### [DO THIS]
Rewrite the lines from the one containing "Tag every instance of the long" through the last line, inclusive, keeping every request as it is. Offset each coordinate in the answers by adding 10 to it.

### [EXTRACTED MATERIAL]
━━━━━━━━━━

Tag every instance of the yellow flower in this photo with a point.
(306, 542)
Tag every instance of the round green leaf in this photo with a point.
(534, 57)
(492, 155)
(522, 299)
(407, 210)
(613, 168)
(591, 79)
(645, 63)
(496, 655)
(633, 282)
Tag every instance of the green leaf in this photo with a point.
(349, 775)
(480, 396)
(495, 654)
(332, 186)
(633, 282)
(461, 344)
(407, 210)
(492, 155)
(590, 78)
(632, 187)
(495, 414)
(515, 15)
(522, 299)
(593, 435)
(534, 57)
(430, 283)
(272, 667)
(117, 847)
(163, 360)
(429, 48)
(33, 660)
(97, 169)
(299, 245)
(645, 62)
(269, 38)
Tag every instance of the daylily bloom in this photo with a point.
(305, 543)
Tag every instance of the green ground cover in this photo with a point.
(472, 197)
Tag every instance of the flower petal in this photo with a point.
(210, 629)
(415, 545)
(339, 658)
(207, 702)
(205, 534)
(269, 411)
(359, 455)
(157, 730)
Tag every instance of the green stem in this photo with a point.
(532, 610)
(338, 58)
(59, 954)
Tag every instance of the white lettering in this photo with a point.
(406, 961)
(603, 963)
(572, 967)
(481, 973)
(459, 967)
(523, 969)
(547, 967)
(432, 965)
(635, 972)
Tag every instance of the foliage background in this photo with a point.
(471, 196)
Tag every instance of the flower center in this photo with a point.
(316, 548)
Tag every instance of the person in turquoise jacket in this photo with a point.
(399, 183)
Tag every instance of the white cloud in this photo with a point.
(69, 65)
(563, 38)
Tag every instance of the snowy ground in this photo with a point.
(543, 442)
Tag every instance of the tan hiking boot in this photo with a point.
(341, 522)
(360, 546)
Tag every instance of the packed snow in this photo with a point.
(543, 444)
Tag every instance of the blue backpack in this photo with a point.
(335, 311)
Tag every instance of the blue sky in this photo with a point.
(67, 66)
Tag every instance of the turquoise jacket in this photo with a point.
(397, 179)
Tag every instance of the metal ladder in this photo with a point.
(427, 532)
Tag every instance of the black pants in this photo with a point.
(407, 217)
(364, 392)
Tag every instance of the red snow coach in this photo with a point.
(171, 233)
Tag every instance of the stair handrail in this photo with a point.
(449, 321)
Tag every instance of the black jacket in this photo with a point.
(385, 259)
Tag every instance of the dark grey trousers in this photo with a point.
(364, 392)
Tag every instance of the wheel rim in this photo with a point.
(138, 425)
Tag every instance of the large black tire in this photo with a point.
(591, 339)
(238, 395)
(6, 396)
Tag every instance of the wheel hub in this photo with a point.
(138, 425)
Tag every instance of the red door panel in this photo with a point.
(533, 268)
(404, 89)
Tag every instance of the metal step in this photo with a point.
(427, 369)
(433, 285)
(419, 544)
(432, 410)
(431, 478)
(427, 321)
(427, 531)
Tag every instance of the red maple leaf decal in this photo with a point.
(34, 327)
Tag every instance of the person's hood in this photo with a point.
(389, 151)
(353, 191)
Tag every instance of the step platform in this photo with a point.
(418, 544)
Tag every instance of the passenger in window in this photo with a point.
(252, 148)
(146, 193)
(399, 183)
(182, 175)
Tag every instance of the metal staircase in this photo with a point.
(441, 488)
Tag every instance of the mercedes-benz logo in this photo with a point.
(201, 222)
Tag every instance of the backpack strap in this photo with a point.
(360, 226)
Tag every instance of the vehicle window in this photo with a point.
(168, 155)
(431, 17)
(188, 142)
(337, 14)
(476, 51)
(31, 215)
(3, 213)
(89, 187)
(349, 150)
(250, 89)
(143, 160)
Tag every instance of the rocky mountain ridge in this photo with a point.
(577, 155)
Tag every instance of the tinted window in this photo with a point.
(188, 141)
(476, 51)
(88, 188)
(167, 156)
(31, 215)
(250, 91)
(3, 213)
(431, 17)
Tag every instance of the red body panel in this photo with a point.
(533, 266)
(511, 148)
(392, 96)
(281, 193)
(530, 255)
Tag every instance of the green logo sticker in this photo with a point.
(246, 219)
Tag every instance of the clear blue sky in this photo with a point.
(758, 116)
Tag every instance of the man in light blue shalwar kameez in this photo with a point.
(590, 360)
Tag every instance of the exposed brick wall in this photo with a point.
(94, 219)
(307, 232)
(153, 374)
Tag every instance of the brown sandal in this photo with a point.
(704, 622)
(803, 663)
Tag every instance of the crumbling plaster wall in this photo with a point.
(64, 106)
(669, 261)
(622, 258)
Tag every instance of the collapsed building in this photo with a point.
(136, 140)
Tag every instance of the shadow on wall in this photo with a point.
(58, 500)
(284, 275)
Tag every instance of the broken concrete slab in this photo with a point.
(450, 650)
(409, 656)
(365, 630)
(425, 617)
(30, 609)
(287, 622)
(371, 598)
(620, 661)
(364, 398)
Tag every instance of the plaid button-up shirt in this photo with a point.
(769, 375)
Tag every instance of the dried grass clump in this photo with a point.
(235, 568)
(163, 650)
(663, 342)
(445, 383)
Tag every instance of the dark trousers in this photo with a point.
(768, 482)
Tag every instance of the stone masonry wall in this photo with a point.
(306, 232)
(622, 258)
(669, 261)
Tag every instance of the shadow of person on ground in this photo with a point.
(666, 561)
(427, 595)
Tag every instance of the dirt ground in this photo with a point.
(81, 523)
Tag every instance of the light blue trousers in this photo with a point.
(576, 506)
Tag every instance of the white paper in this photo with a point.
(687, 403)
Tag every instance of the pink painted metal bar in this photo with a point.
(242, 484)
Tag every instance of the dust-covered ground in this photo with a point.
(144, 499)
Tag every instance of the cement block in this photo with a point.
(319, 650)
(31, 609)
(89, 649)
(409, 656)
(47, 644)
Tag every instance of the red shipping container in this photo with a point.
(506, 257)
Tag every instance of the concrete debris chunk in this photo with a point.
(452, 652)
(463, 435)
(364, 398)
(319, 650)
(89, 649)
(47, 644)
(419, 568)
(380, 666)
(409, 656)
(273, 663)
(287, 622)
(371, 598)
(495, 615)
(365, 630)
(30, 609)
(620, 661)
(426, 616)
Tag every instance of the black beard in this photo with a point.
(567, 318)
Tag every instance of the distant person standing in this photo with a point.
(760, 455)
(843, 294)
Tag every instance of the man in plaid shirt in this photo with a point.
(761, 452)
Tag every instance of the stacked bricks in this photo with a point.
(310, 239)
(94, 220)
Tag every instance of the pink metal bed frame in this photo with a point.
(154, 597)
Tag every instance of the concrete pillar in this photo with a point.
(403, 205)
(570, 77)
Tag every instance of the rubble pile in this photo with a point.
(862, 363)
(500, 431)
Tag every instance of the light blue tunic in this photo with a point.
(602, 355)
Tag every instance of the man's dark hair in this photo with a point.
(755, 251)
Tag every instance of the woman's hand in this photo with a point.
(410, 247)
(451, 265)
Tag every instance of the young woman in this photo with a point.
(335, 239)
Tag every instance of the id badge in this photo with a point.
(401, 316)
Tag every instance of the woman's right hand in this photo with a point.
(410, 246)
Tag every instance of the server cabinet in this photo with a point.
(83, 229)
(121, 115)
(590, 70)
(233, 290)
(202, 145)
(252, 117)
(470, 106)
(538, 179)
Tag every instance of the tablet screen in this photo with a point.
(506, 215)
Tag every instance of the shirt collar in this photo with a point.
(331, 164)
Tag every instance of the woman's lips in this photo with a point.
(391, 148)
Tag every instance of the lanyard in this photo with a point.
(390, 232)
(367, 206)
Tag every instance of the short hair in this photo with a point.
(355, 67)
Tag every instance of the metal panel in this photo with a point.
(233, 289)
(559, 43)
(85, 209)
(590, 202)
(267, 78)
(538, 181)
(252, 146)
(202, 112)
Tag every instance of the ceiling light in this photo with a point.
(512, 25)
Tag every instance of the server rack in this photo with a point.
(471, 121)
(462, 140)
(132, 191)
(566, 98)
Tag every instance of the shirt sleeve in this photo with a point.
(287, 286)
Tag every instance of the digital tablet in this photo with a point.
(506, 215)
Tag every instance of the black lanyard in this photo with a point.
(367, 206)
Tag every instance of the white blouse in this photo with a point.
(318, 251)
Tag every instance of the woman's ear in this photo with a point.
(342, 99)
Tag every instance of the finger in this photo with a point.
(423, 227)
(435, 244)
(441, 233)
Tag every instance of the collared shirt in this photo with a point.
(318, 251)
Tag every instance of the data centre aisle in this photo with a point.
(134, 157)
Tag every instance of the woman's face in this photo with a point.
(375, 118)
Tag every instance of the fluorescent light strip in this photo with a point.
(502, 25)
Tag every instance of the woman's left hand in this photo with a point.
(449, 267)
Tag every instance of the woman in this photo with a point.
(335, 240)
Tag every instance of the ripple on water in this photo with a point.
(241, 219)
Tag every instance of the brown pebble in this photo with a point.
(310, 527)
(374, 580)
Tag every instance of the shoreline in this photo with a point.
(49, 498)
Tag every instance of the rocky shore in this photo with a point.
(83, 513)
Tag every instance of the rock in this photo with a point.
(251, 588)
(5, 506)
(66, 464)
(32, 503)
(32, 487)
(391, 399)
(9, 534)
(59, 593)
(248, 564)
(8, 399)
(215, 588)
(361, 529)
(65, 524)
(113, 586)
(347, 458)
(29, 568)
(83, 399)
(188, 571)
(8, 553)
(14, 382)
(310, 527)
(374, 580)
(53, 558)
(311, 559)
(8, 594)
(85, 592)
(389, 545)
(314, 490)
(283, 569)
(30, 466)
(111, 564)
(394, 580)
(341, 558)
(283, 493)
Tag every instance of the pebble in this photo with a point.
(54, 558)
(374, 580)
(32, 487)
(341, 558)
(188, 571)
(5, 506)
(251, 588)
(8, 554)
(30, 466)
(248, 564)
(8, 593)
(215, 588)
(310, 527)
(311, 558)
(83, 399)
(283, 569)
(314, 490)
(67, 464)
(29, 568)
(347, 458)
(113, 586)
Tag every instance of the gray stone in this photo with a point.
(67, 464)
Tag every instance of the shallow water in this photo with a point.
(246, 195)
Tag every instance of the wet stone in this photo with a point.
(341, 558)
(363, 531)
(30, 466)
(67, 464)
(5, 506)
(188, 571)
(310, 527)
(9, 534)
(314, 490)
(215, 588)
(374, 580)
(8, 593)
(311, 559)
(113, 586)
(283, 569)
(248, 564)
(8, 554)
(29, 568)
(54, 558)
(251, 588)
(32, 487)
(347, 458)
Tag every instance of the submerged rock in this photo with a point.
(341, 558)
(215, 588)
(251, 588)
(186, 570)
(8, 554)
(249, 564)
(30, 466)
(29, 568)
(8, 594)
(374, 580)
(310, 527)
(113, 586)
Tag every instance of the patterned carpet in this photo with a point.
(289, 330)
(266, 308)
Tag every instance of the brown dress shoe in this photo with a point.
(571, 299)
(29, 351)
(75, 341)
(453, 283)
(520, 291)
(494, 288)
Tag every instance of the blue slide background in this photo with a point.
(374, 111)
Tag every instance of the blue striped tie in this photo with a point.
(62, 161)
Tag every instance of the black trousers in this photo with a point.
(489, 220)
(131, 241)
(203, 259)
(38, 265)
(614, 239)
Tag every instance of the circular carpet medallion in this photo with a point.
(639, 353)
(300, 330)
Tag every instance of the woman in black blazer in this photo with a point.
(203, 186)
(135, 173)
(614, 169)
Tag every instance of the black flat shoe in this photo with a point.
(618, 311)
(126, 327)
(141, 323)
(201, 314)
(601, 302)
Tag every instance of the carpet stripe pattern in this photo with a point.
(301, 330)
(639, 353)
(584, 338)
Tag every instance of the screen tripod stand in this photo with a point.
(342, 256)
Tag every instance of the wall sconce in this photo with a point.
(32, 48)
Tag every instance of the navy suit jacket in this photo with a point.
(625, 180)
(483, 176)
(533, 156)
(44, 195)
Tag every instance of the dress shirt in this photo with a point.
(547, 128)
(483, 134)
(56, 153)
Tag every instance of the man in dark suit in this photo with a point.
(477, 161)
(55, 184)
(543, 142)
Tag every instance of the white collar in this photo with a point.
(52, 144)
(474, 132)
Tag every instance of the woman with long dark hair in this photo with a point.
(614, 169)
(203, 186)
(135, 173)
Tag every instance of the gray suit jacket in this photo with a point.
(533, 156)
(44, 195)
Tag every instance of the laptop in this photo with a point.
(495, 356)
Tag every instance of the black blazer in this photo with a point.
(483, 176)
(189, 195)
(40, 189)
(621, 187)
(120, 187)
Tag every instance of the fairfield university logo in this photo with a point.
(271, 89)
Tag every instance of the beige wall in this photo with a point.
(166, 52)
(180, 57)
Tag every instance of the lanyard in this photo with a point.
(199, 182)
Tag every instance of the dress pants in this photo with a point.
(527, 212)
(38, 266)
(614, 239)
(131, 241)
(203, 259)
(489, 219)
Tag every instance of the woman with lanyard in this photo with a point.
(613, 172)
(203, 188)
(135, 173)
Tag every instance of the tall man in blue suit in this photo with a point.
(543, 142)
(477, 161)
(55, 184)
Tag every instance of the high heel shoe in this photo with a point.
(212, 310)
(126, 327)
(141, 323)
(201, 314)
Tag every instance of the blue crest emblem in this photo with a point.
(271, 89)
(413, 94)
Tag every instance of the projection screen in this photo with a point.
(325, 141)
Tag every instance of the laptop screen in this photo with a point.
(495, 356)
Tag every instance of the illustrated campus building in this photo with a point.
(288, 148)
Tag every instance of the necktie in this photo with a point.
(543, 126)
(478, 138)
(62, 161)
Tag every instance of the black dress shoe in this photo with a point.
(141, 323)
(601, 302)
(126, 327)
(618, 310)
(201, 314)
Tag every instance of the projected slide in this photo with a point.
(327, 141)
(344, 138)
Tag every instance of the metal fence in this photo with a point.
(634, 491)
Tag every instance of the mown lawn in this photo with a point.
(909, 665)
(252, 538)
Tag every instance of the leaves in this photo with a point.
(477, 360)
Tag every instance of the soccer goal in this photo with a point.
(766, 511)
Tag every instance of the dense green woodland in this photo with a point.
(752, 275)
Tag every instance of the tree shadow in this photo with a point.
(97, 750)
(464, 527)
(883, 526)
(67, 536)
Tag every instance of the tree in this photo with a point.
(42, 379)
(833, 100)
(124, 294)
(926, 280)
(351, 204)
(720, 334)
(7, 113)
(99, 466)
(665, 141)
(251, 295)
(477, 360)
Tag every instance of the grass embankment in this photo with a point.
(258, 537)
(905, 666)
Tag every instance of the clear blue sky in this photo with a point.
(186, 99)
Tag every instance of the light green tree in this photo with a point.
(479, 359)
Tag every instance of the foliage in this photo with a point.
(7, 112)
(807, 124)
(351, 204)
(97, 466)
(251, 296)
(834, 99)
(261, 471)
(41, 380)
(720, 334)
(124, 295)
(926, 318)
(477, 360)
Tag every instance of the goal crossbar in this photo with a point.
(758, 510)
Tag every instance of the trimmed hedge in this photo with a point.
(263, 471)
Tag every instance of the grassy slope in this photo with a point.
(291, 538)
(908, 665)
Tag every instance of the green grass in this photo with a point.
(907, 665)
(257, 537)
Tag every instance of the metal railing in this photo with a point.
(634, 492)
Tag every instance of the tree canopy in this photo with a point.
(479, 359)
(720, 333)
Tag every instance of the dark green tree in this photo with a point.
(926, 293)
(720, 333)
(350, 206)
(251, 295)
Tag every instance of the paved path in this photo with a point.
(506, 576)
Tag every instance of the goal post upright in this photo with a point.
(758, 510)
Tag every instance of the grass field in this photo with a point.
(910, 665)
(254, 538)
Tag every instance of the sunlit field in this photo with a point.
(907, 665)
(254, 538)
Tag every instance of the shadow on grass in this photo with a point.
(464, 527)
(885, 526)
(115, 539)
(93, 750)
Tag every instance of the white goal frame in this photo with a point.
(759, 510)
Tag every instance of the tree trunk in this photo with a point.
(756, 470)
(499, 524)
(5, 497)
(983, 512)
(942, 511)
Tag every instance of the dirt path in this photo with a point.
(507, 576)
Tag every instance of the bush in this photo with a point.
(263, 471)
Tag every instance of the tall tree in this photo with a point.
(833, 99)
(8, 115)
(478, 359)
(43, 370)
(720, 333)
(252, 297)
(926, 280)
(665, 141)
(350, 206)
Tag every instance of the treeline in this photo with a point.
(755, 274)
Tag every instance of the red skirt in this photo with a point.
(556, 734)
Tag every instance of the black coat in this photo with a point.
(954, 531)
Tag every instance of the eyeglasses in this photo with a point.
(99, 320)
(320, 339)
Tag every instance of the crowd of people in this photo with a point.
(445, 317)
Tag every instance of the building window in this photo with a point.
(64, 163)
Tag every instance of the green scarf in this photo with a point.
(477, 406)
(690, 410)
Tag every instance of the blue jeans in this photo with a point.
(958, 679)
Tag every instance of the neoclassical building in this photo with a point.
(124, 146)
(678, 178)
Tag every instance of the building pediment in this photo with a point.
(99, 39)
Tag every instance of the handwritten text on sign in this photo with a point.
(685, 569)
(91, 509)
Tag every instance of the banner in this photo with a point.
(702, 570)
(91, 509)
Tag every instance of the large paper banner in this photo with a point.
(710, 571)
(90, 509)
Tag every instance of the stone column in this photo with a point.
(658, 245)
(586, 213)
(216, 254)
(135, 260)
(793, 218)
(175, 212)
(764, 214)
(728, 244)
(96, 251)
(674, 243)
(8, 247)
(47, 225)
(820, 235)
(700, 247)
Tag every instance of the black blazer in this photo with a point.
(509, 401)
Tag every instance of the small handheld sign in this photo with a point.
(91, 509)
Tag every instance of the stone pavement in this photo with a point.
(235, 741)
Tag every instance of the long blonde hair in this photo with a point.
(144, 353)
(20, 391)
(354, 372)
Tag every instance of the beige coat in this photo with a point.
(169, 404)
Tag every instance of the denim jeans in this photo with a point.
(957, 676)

━━━━━━━━━━

### [REPLY]
Tag every instance of the long blonde hair in this photo with a point.
(154, 363)
(30, 401)
(364, 382)
Tag every instance of the beige coat in this photo with a point.
(179, 414)
Tag every instance of the denim jeans in this photo with a point.
(967, 686)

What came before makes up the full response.